▶ Task 1
Rewrite part of the pigeon forum thread, starting at the words "# New to this" and ending after "(Sep 6, 2002)", with "MAGAZINE" replaced by "NEWSLETTER".

▶ Supplied text
────
# New to this Site



## Paragon Loft (Jun 27, 2009)

hI GUYS AND GIRLS IM NEW TO THE SITE AND IM LOVING IT ,I RACED PIGEON BEFORE MY DIVORCE I HAVE BEEN OUT FOR 9 YEARS BUT STILL GET MY MAGAZINE EVERY MONTH ANYWAY IM READY TO START BREEDING AGAIN ,I TELL YOU IM NOT A EXPERT BUT I KNOW ENOFF TO START AGAIN AND LEARN NEW THINGS AS I GO ALONE,MY PROBLEM IS I HAVE TOO MANY SHOISES IN MY MIND AND CAN GET STARTED,EVERY TIME I HAVE AN IDEA ANOTHER ONE COMES UP,WHEN I GET SET UP ILL POST PICTURES,LOVEBIRD THA IS A VERY NICE LOFT. ENYWAY JUST SAYING HI MI NAME IS ANGEL IM FROM FL


----------



## Lovebirds (Sep 6, 2002)
────
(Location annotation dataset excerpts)
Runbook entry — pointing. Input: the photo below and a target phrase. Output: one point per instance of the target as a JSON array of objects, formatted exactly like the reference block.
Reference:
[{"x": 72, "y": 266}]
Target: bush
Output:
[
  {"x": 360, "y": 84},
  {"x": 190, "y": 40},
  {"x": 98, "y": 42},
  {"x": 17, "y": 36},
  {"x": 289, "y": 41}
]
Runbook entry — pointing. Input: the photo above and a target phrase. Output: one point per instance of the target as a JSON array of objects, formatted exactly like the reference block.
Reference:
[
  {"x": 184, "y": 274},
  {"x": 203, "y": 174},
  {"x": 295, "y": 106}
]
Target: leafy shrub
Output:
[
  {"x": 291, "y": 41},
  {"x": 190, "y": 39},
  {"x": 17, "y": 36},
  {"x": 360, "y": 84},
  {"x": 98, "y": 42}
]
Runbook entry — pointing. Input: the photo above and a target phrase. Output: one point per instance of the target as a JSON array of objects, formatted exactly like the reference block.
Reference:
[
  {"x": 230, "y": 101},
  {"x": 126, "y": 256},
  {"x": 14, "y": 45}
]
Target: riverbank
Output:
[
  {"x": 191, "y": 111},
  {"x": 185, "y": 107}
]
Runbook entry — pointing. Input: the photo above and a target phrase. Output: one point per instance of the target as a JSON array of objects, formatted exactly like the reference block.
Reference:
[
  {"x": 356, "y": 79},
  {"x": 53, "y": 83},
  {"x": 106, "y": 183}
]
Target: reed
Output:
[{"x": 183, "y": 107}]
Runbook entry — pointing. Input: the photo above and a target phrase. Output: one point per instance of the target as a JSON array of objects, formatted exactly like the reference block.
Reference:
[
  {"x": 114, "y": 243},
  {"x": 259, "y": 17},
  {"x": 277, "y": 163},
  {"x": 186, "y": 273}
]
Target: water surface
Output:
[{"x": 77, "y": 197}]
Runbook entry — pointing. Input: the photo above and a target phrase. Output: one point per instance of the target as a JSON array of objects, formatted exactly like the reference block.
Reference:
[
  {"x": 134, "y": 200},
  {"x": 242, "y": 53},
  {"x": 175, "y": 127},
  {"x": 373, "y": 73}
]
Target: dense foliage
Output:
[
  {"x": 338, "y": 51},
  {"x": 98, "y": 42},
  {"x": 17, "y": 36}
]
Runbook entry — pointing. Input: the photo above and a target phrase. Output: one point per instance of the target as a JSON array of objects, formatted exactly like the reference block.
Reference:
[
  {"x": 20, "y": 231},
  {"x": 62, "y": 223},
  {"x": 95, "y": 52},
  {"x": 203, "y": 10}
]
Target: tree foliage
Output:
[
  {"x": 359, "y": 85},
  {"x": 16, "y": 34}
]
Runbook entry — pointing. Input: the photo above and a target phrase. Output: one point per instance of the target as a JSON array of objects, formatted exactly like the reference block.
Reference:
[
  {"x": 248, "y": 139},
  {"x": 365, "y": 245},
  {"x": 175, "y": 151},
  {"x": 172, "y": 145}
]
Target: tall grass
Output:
────
▶ Task 2
State how many lines of the listing contain the string "foliage", giving only the number.

▶ Result 1
# New to this Site



## Paragon Loft (Jun 27, 2009)

hI GUYS AND GIRLS IM NEW TO THE SITE AND IM LOVING IT ,I RACED PIGEON BEFORE MY DIVORCE I HAVE BEEN OUT FOR 9 YEARS BUT STILL GET MY NEWSLETTER EVERY MONTH ANYWAY IM READY TO START BREEDING AGAIN ,I TELL YOU IM NOT A EXPERT BUT I KNOW ENOFF TO START AGAIN AND LEARN NEW THINGS AS I GO ALONE,MY PROBLEM IS I HAVE TOO MANY SHOISES IN MY MIND AND CAN GET STARTED,EVERY TIME I HAVE AN IDEA ANOTHER ONE COMES UP,WHEN I GET SET UP ILL POST PICTURES,LOVEBIRD THA IS A VERY NICE LOFT. ENYWAY JUST SAYING HI MI NAME IS ANGEL IM FROM FL


----------



## Lovebirds (Sep 6, 2002)

▶ Result 2
2